BEGIN

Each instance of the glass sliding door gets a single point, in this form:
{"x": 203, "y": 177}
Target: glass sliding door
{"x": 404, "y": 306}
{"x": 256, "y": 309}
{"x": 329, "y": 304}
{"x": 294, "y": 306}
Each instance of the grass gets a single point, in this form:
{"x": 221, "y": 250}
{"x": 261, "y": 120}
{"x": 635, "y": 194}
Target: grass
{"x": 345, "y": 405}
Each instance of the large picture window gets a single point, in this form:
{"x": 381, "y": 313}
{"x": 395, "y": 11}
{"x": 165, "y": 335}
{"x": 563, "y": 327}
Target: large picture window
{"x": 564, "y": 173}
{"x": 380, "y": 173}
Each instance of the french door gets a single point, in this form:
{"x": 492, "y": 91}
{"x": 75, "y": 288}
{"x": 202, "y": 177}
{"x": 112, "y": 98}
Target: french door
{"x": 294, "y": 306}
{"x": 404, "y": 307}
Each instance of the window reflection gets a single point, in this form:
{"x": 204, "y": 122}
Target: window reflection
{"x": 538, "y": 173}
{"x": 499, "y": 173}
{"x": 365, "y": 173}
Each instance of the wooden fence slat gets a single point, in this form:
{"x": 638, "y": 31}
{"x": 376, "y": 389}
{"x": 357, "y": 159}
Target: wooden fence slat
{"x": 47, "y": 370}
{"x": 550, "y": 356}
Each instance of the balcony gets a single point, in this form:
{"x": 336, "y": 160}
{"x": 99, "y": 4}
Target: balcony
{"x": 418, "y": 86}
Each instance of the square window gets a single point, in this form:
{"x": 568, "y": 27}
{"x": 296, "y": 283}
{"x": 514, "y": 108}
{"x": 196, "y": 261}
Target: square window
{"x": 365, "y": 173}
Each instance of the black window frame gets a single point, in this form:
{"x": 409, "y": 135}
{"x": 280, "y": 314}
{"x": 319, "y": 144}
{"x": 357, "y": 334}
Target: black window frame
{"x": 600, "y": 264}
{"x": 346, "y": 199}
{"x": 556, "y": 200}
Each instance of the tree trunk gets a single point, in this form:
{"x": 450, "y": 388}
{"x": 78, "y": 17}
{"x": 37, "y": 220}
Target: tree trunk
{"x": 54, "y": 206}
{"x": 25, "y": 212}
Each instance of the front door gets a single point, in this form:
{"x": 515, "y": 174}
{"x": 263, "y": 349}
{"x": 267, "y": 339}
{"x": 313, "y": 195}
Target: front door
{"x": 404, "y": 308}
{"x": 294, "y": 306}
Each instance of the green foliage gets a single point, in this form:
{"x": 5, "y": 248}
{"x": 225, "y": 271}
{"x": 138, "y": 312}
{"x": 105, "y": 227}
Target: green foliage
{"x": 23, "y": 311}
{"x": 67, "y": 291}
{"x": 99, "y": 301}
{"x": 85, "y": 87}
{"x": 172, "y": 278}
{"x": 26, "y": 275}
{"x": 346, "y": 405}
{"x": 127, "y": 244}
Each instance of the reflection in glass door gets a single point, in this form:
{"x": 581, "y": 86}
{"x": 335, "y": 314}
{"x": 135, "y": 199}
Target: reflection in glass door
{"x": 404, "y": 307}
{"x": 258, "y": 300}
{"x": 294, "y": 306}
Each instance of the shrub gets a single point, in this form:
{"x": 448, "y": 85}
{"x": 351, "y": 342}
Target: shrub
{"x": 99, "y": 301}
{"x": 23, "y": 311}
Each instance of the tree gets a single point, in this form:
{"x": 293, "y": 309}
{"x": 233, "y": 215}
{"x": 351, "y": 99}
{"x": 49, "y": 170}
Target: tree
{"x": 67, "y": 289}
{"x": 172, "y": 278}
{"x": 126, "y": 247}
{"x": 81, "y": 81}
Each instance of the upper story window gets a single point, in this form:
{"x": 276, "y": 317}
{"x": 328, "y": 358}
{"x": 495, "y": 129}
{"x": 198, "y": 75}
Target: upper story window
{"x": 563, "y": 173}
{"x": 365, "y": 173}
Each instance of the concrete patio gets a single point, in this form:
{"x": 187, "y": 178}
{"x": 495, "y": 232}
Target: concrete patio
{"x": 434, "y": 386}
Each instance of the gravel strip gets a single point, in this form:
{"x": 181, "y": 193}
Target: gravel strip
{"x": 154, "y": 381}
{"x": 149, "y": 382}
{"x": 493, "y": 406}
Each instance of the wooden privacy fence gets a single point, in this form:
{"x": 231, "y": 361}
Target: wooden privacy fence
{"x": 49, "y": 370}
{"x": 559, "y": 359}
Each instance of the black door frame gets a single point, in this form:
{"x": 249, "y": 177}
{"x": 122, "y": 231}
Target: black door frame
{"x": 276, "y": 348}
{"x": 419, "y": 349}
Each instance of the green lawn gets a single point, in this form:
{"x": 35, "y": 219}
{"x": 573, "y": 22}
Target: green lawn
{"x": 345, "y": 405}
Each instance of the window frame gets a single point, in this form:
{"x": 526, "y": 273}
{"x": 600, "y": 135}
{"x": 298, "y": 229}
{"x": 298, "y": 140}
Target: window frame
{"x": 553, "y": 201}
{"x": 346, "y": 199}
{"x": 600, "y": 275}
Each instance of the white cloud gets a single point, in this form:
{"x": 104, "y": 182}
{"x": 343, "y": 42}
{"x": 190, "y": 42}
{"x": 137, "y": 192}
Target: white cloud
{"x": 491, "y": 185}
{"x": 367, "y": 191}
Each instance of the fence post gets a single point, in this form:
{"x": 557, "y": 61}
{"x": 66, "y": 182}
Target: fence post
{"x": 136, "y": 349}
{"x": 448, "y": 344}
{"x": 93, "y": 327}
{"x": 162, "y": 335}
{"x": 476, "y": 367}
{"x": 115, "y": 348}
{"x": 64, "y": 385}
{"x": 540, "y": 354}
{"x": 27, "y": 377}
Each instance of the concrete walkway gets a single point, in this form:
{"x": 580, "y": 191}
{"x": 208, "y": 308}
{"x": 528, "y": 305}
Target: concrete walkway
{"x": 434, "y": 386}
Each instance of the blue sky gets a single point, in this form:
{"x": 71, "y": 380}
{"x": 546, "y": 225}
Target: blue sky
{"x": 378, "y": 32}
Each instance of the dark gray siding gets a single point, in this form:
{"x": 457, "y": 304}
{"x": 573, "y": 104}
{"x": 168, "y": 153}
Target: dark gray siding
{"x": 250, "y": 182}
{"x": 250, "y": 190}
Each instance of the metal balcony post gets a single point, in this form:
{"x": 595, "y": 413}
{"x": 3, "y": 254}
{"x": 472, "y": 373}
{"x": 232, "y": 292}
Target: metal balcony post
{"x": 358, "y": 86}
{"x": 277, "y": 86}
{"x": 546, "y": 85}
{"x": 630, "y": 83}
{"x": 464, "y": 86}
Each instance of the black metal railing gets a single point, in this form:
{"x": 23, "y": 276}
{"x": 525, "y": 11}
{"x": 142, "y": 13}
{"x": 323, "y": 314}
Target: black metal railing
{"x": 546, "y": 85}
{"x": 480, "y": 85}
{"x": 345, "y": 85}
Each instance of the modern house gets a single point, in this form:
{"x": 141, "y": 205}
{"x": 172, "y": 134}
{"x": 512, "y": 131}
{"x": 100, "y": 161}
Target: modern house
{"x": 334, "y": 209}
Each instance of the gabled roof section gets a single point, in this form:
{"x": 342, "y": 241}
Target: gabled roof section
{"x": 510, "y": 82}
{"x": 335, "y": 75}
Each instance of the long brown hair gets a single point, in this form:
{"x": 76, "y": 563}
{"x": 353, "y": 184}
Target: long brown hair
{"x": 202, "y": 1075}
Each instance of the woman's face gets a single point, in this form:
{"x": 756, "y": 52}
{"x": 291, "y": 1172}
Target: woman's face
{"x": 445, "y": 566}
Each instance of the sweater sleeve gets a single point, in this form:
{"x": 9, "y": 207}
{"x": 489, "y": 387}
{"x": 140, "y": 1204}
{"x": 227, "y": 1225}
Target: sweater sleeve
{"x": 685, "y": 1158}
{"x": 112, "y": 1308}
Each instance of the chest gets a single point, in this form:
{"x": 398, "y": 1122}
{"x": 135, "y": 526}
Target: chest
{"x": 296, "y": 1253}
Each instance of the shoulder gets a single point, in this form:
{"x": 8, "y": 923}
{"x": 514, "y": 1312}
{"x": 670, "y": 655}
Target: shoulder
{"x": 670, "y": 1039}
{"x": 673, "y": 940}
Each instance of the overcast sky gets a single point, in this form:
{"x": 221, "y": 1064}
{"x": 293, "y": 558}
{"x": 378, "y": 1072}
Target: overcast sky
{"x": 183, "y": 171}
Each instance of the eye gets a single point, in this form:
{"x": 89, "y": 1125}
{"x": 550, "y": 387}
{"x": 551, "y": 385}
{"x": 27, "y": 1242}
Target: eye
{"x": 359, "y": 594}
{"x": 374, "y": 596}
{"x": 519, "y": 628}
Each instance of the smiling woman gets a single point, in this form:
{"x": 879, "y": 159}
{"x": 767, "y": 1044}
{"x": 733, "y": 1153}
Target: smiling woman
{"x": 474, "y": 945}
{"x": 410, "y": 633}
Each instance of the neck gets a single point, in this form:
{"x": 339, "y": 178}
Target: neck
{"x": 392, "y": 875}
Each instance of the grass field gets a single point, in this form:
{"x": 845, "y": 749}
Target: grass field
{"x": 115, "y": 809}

END

### [What this task involves]
Exactly as they appear, copy the lines of the listing above from the first through the one that contains "Each instance of the balcony", and nothing more.

### [Solution]
Each instance of the glass sliding door gets a single point, in this form:
{"x": 203, "y": 177}
Target: glass sliding door
{"x": 404, "y": 306}
{"x": 256, "y": 309}
{"x": 329, "y": 304}
{"x": 294, "y": 306}
Each instance of the grass gets a single point, in this form:
{"x": 221, "y": 250}
{"x": 261, "y": 120}
{"x": 635, "y": 194}
Target: grass
{"x": 345, "y": 405}
Each instance of the large picture window gets a single point, in this form:
{"x": 381, "y": 313}
{"x": 395, "y": 11}
{"x": 165, "y": 335}
{"x": 563, "y": 327}
Target: large picture window
{"x": 564, "y": 173}
{"x": 380, "y": 173}
Each instance of the french door gets a single point, in this form:
{"x": 492, "y": 91}
{"x": 75, "y": 288}
{"x": 202, "y": 177}
{"x": 112, "y": 98}
Target: french door
{"x": 294, "y": 306}
{"x": 404, "y": 307}
Each instance of the window reflection gets a single point, in this form:
{"x": 204, "y": 122}
Target: window reflection
{"x": 538, "y": 173}
{"x": 499, "y": 173}
{"x": 365, "y": 173}
Each instance of the wooden fence slat gets a single point, in this form:
{"x": 638, "y": 31}
{"x": 376, "y": 389}
{"x": 357, "y": 159}
Target: wooden fence slat
{"x": 47, "y": 370}
{"x": 550, "y": 356}
Each instance of the balcony gets a single point, in this form:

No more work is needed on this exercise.